▸ **Questions to answer**:
- 1) List every percentage and every dollar amount that appears in the Tesla article.
- 2) According to the Tesla article, on which podcast did Musk make these remarks?

-- Given text follows --

(Reuters) – Tesla Inc <TSLA.O> Chief Executive Elon Musk said in a podcast released on Friday that demand for the company’s electric vehicles remained strong throughout the coronavirus pandemic, with consumers preferring to shop online.
Musk, talking to Automotive News’ Daily Drive podcast, said having a traditional dealer network – something he considered in the past – appears increasingly unnecessary.
“We saw strong orders through the whole pandemic, we still had a good order volume,” Musk said. “I guess people are less inclined to want to go to a dealership, do the test drive and hang out in the lobby and that kind of thing.”
Asked about a 2020 meteoric stock rally that has pushed Tesla shares up more than 240% from the start of the year and made the company the world’s most highly-valued carmaker, Musk said the market would eventually sort itself out. He added that as long as Tesla made great cars, investors would be happy.
In a May 1 tweet, Musk said Tesla’s share price was “too high,” at a time when shares where trading at around $700 – roughly half of where they are now. Shares on Friday were down 2.2% at $1,454.
In the podcast interview, Musk also praised the Chinese work ethic and criticized U.S. attitudes.
“China rocks in my opinion,” Musk said. “There are a lot of smart, hard-working people and … they’re not entitled, they’re not complacent, whereas I see in the United States increasingly much more complacency and entitlement.”
Tesla has built a factory in Shanghai and seen a sharp increase in Chinese demand for its Model 3 sedans. The company recently has also launched a hiring spree in Shanghai as it ramps up production and prepares to manufacture its new Model Y sport utility vehicle at the plant.

-- Given text concluded --
-- Source data follows --

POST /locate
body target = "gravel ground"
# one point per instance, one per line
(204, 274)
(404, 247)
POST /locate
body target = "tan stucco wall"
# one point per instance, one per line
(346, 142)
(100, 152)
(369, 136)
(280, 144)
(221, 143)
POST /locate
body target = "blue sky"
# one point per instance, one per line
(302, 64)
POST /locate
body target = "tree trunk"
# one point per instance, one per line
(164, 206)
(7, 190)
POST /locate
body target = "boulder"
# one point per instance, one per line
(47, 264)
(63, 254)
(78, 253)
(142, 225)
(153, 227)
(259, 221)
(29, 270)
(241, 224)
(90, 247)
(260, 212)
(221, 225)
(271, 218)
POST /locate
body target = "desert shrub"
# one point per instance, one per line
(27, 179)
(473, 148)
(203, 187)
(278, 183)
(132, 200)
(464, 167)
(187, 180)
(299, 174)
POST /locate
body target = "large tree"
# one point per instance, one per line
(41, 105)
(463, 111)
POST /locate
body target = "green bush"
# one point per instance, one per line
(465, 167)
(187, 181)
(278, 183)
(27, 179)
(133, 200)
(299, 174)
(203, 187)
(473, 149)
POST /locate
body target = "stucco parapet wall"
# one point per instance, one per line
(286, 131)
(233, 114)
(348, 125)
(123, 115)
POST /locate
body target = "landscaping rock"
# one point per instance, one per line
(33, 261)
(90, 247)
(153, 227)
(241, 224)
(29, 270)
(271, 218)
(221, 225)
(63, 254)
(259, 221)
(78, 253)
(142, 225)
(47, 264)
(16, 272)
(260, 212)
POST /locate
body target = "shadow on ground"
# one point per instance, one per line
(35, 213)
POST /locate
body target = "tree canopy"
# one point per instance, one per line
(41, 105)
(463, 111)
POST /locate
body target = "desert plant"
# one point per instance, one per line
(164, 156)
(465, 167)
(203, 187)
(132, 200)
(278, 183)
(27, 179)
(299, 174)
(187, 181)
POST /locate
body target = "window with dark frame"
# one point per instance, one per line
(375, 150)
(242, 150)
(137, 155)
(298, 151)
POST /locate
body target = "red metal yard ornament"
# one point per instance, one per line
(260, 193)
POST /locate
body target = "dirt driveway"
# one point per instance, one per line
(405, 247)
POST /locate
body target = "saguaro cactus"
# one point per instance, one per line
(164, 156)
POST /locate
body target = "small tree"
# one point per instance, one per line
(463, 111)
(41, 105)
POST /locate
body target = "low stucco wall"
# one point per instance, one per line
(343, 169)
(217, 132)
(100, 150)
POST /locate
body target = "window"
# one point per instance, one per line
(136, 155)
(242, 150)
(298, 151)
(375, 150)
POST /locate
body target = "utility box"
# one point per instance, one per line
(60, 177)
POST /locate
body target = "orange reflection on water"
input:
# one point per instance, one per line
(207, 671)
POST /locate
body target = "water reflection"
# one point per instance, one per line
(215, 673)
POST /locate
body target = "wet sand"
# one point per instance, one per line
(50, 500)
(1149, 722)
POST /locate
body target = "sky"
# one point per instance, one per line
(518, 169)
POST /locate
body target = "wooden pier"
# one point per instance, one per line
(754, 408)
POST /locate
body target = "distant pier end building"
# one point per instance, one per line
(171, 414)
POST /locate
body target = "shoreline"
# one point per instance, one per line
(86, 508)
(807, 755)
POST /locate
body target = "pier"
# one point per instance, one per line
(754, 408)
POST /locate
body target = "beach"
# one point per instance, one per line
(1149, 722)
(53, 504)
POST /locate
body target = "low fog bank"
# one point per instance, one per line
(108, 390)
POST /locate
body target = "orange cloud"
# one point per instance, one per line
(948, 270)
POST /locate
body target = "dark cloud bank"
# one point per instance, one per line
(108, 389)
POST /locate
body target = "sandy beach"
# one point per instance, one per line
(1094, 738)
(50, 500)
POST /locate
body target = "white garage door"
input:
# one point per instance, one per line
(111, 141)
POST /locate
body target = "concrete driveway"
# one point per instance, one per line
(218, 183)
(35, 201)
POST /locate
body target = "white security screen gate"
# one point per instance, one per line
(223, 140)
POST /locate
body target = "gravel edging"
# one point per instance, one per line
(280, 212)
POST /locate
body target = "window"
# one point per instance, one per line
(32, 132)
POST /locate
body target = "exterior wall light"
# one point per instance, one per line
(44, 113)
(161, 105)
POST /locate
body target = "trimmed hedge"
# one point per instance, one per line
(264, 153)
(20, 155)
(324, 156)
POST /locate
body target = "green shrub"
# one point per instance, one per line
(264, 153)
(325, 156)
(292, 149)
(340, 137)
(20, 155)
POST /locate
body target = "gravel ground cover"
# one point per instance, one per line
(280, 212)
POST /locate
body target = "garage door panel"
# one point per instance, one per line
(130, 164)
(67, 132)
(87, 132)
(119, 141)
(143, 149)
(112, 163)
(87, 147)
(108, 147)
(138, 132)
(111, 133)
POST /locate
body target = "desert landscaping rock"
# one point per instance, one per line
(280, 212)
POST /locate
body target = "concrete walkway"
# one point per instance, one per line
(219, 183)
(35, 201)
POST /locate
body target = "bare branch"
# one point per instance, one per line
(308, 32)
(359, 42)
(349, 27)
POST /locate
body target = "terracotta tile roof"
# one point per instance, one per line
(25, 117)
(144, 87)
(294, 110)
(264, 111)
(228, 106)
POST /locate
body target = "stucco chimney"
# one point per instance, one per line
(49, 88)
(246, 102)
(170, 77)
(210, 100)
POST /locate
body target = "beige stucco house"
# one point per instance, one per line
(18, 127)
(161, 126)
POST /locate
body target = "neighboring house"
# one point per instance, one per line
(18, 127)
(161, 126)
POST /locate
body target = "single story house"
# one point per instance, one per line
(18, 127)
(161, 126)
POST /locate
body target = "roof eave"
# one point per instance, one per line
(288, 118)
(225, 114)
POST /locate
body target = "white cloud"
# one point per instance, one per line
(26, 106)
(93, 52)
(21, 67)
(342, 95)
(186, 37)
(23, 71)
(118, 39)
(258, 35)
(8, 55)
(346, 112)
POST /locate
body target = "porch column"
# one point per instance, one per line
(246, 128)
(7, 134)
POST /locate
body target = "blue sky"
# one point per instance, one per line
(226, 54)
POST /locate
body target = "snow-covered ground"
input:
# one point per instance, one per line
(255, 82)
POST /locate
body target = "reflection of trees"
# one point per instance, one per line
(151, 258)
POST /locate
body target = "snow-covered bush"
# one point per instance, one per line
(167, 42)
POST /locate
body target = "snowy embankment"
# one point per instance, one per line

-- Source data concluded --

▸ **Solutions in order**:
- 1) 240%, $700, 2.2%, $1,454

- 2) Automotive News' Daily Drive podcast